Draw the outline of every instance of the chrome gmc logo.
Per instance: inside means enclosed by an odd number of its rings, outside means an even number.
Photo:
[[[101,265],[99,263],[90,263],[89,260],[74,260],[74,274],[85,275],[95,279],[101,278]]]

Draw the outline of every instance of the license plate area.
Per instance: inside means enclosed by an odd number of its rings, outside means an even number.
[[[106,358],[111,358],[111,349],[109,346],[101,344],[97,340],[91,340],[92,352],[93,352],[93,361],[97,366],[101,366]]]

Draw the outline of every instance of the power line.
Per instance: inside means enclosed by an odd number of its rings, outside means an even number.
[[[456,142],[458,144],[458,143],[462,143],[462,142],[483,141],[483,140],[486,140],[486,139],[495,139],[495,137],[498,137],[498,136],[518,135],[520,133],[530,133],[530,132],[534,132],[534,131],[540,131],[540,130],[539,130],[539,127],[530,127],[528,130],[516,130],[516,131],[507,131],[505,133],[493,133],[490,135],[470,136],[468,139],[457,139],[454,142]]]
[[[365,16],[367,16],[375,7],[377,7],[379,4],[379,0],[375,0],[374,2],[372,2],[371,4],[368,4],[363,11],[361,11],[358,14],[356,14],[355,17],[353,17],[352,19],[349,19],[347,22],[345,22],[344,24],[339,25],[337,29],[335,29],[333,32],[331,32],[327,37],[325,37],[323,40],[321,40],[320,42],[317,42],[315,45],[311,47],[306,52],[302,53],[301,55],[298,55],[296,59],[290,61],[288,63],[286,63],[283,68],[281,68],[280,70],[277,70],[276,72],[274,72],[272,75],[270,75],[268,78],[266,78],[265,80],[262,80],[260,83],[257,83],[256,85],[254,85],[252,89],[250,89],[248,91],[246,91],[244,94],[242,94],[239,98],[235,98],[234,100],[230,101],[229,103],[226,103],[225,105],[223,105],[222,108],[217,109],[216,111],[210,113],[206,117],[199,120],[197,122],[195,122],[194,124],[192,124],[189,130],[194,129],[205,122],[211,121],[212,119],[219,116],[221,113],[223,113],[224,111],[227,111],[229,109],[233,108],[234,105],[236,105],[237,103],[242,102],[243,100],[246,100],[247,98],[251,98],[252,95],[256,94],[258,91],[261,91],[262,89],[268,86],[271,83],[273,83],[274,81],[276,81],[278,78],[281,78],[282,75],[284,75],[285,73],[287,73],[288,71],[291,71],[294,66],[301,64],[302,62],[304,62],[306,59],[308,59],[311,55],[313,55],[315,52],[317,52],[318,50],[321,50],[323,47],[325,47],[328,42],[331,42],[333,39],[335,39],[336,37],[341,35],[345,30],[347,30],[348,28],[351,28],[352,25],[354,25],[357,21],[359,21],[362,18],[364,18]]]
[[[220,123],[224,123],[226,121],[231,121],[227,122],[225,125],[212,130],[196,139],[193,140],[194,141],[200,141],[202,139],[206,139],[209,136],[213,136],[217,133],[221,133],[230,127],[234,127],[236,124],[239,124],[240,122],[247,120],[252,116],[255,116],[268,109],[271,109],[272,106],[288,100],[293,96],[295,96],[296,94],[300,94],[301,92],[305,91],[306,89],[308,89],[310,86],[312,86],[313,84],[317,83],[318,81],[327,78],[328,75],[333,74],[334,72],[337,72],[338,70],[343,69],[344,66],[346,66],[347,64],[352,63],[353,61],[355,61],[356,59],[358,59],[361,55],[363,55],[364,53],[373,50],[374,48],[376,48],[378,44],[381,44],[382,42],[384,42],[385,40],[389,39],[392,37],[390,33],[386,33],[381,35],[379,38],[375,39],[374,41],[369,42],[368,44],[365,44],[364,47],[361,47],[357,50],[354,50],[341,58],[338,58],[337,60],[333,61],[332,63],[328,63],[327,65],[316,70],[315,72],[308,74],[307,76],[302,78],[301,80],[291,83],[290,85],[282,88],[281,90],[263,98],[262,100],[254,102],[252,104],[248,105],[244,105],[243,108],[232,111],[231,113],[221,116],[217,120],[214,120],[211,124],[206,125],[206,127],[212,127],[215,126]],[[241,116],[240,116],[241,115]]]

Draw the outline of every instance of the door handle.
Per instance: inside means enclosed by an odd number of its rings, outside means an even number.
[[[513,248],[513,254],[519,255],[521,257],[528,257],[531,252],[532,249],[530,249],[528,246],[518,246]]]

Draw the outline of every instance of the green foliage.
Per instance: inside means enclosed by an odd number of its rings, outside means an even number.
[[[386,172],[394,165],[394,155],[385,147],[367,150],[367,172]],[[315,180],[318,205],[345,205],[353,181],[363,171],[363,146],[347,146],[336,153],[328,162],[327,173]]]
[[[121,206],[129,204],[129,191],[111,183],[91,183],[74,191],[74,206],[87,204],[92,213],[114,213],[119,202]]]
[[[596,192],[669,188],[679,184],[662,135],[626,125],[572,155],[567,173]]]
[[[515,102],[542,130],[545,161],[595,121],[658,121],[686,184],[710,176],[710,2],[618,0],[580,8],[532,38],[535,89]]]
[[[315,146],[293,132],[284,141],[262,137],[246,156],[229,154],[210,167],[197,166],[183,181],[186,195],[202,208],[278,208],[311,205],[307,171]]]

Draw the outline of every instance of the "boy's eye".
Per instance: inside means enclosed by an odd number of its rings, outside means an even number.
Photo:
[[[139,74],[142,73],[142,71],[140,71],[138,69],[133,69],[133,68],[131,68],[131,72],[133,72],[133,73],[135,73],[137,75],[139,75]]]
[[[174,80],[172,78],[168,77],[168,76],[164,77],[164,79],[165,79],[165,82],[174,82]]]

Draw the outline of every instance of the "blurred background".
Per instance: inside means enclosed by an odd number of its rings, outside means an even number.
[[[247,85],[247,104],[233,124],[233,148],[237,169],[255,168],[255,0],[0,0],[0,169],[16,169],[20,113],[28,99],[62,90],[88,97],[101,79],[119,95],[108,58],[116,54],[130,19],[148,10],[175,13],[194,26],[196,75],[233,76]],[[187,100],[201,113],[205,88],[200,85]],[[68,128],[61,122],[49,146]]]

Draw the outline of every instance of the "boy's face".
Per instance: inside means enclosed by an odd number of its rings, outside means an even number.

▬▬▬▬▬▬▬▬▬▬

Exercise brief: Extract all of the data above without altering anything.

Task output:
Draw the outline of every instance of the chrome gmc logo.
Per instance: inside means enclosed by an odd number of its rings, outside means an even number.
Photo:
[[[101,265],[99,263],[90,263],[89,260],[74,260],[74,274],[85,275],[95,279],[101,278]]]

Draw the outline of every instance of the license plate area.
Per instance: inside means enclosed by an odd number of its rings, outside means an even number.
[[[106,358],[111,358],[111,349],[109,346],[101,344],[97,340],[91,340],[92,352],[93,352],[93,361],[97,366],[101,366]]]

Draw the outline of every instance of the power line.
Per instance: inside means enclosed by an odd number of its rings, outside means an even number.
[[[456,142],[458,144],[458,143],[462,143],[462,142],[483,141],[483,140],[486,140],[486,139],[495,139],[495,137],[498,137],[498,136],[518,135],[520,133],[530,133],[530,132],[534,132],[534,131],[540,131],[540,130],[539,130],[539,127],[530,127],[528,130],[516,130],[516,131],[507,131],[505,133],[493,133],[490,135],[470,136],[468,139],[457,139],[454,142]]]
[[[365,16],[367,16],[375,7],[377,7],[379,4],[379,0],[375,0],[374,2],[372,2],[371,4],[368,4],[363,11],[361,11],[358,14],[356,14],[355,17],[353,17],[352,19],[349,19],[347,22],[345,22],[344,24],[339,25],[337,29],[335,29],[333,32],[331,32],[327,37],[325,37],[323,40],[321,40],[320,42],[317,42],[315,45],[311,47],[306,52],[302,53],[301,55],[298,55],[296,59],[290,61],[288,63],[286,63],[283,68],[281,68],[280,70],[277,70],[276,72],[274,72],[272,75],[270,75],[268,78],[266,78],[265,80],[262,80],[260,83],[257,83],[256,85],[254,85],[252,89],[250,89],[248,91],[246,91],[244,94],[242,94],[239,98],[235,98],[234,100],[230,101],[229,103],[226,103],[225,105],[223,105],[222,108],[217,109],[216,111],[210,113],[206,117],[199,120],[197,122],[195,122],[194,124],[192,124],[189,130],[194,129],[205,122],[211,121],[212,119],[219,116],[221,113],[223,113],[224,111],[227,111],[229,109],[233,108],[234,105],[236,105],[237,103],[242,102],[243,100],[246,100],[247,98],[251,98],[252,95],[256,94],[258,91],[261,91],[262,89],[268,86],[271,83],[273,83],[274,81],[276,81],[278,78],[281,78],[282,75],[284,75],[285,73],[287,73],[288,71],[291,71],[294,66],[301,64],[302,62],[304,62],[306,59],[308,59],[311,55],[313,55],[315,52],[317,52],[318,50],[321,50],[323,47],[325,47],[328,42],[331,42],[333,39],[335,39],[336,37],[341,35],[345,30],[347,30],[348,28],[351,28],[352,25],[354,25],[357,21],[359,21],[362,18],[364,18]]]
[[[220,123],[224,123],[226,121],[231,121],[227,122],[225,125],[212,130],[196,139],[193,140],[194,141],[200,141],[202,139],[206,139],[209,136],[213,136],[217,133],[221,133],[230,127],[234,127],[236,124],[239,124],[240,122],[247,120],[252,116],[255,116],[268,109],[271,109],[272,106],[288,100],[293,96],[295,96],[296,94],[300,94],[301,92],[305,91],[306,89],[308,89],[310,86],[312,86],[313,84],[317,83],[318,81],[327,78],[328,75],[333,74],[334,72],[337,72],[338,70],[343,69],[344,66],[346,66],[347,64],[352,63],[353,61],[355,61],[356,59],[358,59],[361,55],[363,55],[364,53],[373,50],[374,48],[376,48],[378,44],[381,44],[382,42],[384,42],[385,40],[389,39],[392,37],[390,33],[386,33],[381,35],[379,38],[375,39],[374,41],[369,42],[368,44],[365,44],[364,47],[361,47],[357,50],[354,50],[341,58],[338,58],[337,60],[333,61],[332,63],[328,63],[327,65],[316,70],[315,72],[308,74],[307,76],[302,78],[301,80],[291,83],[290,85],[282,88],[281,90],[263,98],[262,100],[254,102],[252,104],[248,105],[244,105],[243,108],[232,111],[231,113],[221,116],[217,120],[214,120],[211,124],[206,125],[206,127],[212,127],[215,126]],[[241,116],[240,116],[241,115]]]

Draw the outline of every instance of the door handle.
Per instance: inside means enclosed by an odd number of its rings, outside means an even number.
[[[513,248],[513,254],[519,255],[521,257],[528,257],[531,252],[532,249],[530,249],[528,246],[518,246]]]

Draw the outline of every instance of the green foliage.
Per instance: inside means enclosed by an odd number of its rings, outside means an even number.
[[[386,172],[394,165],[394,155],[385,147],[367,150],[367,172]],[[315,180],[318,205],[345,205],[353,181],[363,171],[363,146],[347,146],[336,153],[328,162],[327,173]]]
[[[121,206],[129,204],[129,191],[111,183],[91,183],[74,191],[74,206],[87,204],[92,213],[114,213],[119,202]]]
[[[596,192],[669,188],[679,184],[662,135],[626,125],[572,155],[567,173]]]
[[[515,102],[542,130],[545,161],[595,121],[658,121],[686,184],[710,176],[710,2],[618,0],[580,8],[532,38],[535,89]]]
[[[315,146],[293,132],[284,141],[262,137],[246,156],[229,154],[210,167],[197,166],[183,181],[186,195],[202,208],[278,208],[311,205],[307,171]]]

Draw the outline of every instance of the "boy's eye".
Per instance: inside means enclosed by an odd number of its rings, outside means an even number.
Photo:
[[[139,74],[142,73],[142,71],[140,71],[138,69],[133,69],[133,68],[131,68],[131,72],[133,72],[133,73],[135,73],[137,75],[139,75]]]
[[[174,80],[172,78],[168,77],[168,76],[164,77],[164,79],[165,79],[165,82],[174,82]]]

Draw the outline of every instance of the "blurred background".
Per instance: inside means enclosed by an odd number of its rings, outside means an even number.
[[[247,85],[247,104],[233,124],[233,148],[237,169],[255,168],[255,0],[0,0],[0,169],[16,169],[20,113],[28,99],[62,90],[88,97],[101,79],[119,95],[108,58],[116,54],[130,19],[148,10],[175,13],[194,26],[196,75],[233,76]],[[187,100],[201,113],[205,88],[200,85]],[[68,128],[61,122],[49,146]]]

Draw the outline of every instance of the "boy's face".
Per instance: inside means enclosed by an odd number of its rings, outside means an even number.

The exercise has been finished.